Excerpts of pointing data
☆ ☆ ☆ ☆
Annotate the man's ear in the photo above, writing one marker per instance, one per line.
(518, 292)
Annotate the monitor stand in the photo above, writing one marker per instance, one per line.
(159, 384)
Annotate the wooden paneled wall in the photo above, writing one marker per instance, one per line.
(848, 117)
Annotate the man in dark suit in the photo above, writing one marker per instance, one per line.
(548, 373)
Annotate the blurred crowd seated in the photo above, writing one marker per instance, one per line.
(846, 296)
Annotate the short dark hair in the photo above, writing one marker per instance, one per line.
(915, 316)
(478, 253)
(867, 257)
☆ ☆ ☆ ☆
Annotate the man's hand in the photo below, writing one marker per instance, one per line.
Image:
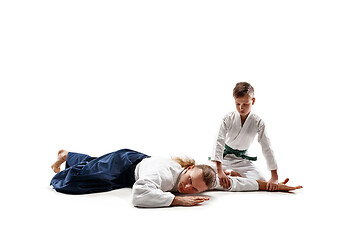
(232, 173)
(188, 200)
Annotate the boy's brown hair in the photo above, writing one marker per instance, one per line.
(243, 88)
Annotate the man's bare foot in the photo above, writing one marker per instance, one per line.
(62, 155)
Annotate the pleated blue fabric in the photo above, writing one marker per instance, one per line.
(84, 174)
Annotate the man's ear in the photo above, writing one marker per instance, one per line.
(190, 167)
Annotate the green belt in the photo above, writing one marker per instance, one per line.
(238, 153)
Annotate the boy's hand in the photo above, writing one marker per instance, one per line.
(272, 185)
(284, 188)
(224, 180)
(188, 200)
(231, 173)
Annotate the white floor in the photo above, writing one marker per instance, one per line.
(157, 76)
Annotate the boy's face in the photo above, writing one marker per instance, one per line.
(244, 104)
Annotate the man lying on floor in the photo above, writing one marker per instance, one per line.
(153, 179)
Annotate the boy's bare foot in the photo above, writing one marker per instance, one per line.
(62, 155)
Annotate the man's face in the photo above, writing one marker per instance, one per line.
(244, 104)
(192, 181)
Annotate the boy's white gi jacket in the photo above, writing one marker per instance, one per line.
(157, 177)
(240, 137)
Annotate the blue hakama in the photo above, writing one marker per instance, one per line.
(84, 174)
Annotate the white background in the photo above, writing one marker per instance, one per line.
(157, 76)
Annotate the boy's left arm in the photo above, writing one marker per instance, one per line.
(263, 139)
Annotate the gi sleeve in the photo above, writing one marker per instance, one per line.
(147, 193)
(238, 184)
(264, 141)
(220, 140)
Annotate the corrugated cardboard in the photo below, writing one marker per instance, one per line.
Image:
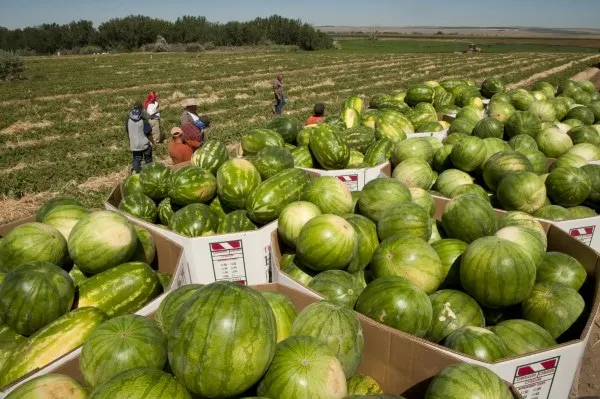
☆ ☆ ☆ ☆
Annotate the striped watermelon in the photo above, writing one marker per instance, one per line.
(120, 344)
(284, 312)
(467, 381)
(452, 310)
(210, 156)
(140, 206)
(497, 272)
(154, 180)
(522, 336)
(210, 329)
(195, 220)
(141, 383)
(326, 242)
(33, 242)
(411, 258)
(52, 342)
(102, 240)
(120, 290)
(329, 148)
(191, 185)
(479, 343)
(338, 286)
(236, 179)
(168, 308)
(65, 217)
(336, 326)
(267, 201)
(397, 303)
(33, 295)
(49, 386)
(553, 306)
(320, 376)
☆ ☆ ☆ ☆
#### YOUR OBJECTIVE:
How many lines in the data above contain the word "white"? Reply with the number only.

#### FINAL RESULT:
3